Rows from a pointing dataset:

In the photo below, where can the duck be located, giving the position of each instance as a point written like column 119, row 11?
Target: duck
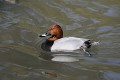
column 55, row 41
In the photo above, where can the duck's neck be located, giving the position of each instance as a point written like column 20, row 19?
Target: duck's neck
column 47, row 45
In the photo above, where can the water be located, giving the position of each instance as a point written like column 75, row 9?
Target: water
column 21, row 57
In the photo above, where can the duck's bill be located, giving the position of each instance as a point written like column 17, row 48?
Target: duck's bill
column 45, row 35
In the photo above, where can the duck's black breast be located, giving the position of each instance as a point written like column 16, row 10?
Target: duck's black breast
column 47, row 45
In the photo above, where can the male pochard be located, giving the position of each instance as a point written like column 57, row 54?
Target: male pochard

• _Written task_
Change "Target" to "Object" in the items from their beginning through the line that has "column 21, row 57", leaving all else as it stands. Omit the pictures from your answer.

• _In response_
In the photo below, where can the duck be located, giving the position of each instance as a point written like column 119, row 11?
Object: duck
column 55, row 41
In the photo above, where can the duck's neck be located, giving the position of each instance as a point written like column 20, row 19?
Object: duck's neck
column 47, row 45
In the photo above, where can the water be located, giving the position of each instance as a point written like column 75, row 9?
Object: water
column 21, row 57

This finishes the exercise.